» To do: Reproduce the data between the lines holding "Look at the photo above. For every instance of the paved" and "x=554, y=174", inclusive, keeping every line. Multiply each answer coordinate by 2.3 and round it to a whole number, rounding halves up, but leave the sample coordinates on the other lines unchanged.

» Material:
▬▬▬▬▬▬▬▬▬▬

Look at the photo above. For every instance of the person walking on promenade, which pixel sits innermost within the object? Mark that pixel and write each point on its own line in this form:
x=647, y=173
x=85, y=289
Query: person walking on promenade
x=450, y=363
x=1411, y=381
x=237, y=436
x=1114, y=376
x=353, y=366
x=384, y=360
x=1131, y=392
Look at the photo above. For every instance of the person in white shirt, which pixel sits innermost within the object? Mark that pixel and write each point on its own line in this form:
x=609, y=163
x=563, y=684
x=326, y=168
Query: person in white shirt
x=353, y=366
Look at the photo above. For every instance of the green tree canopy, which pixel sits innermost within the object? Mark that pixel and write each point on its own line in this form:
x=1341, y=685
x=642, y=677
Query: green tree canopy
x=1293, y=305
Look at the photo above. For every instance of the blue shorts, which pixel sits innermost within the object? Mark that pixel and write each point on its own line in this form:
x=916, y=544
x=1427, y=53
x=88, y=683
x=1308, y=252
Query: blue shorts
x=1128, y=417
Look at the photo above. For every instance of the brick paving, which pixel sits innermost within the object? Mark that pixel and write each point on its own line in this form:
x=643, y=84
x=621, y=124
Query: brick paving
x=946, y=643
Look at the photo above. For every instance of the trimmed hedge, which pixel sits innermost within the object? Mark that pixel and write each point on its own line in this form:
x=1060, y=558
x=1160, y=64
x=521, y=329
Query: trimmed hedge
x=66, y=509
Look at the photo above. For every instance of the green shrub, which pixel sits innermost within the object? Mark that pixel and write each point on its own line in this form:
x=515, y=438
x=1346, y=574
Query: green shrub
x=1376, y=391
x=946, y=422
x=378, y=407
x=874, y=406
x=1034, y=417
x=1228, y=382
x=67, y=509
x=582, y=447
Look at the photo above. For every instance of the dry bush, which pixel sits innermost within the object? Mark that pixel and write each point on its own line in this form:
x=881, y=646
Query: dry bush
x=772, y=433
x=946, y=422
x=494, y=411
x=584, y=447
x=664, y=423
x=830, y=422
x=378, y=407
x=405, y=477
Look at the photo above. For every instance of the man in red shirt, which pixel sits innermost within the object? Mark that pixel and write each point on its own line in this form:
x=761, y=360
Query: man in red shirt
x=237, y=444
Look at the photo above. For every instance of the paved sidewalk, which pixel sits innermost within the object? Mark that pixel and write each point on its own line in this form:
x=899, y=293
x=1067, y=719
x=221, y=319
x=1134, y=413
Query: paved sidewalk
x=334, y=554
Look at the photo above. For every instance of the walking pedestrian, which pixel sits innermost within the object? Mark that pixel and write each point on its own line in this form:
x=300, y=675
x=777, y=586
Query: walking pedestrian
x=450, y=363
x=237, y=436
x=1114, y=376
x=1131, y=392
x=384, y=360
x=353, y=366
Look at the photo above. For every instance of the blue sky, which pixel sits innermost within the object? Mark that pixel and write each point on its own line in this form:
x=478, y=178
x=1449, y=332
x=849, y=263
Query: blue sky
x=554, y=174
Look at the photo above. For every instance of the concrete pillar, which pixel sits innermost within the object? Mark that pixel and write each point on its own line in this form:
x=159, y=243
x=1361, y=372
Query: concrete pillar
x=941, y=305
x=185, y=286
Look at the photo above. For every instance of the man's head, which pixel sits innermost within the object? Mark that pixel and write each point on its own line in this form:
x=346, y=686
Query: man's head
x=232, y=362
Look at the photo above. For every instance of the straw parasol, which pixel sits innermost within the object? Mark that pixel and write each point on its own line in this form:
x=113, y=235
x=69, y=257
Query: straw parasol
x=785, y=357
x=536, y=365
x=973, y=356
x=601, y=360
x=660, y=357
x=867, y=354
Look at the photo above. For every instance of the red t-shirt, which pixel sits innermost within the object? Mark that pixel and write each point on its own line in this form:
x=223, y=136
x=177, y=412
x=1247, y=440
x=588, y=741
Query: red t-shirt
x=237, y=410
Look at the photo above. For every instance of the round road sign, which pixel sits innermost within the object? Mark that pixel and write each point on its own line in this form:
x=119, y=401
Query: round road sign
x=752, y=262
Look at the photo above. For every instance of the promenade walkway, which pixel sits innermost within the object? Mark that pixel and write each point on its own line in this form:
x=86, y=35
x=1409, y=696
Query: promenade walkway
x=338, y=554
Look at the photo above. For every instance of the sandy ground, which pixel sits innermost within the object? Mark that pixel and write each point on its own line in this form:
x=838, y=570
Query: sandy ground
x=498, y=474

▬▬▬▬▬▬▬▬▬▬

» Solution:
Look at the photo above. For every instance of the paved sidewalk, which pixel sits innermost within the object? Mark that pixel and write each point on its own line in this form:
x=899, y=293
x=1067, y=719
x=221, y=319
x=1134, y=413
Query: paved sidewalk
x=768, y=1274
Look at the photo above. For every instance of the walking pedestrian, which pixel sits innermost within the object? Mark that pixel and write each point on its own line in this form:
x=300, y=675
x=777, y=586
Query: walking pedestrian
x=1035, y=835
x=545, y=1003
x=2562, y=865
x=2601, y=902
x=883, y=828
x=812, y=842
Look at the photo above. For every instance of the blue sky, which pixel sits innermost within the object? Mark that pixel and write each point on its own line in this form:
x=478, y=178
x=1449, y=332
x=849, y=263
Query: blue sky
x=1274, y=400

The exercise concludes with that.